=== What you have to do ===
Find each line in the records below that contains the word "wall", and copy those lines.

___ Records provided

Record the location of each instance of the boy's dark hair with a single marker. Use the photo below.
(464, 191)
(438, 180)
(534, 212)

______
___ Records provided

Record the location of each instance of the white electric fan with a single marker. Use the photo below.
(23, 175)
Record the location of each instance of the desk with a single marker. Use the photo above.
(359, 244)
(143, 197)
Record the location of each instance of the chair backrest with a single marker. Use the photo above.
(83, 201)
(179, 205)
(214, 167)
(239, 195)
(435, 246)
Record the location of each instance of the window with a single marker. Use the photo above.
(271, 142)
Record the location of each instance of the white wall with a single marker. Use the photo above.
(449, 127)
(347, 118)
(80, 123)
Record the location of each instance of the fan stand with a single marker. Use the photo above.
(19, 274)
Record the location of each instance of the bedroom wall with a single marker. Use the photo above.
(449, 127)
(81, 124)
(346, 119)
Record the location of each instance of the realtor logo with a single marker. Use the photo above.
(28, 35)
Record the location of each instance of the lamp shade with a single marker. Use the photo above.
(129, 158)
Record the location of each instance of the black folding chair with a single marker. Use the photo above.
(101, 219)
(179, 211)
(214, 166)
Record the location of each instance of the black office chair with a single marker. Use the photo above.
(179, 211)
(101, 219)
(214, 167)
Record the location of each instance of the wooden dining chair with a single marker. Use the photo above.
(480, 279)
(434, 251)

______

=== Exercise answer ===
Record the location of each instance of the white wall with a single marker. Use the photo above.
Record the location of each instance of the bedroom wall with a single marker. Use the photo above.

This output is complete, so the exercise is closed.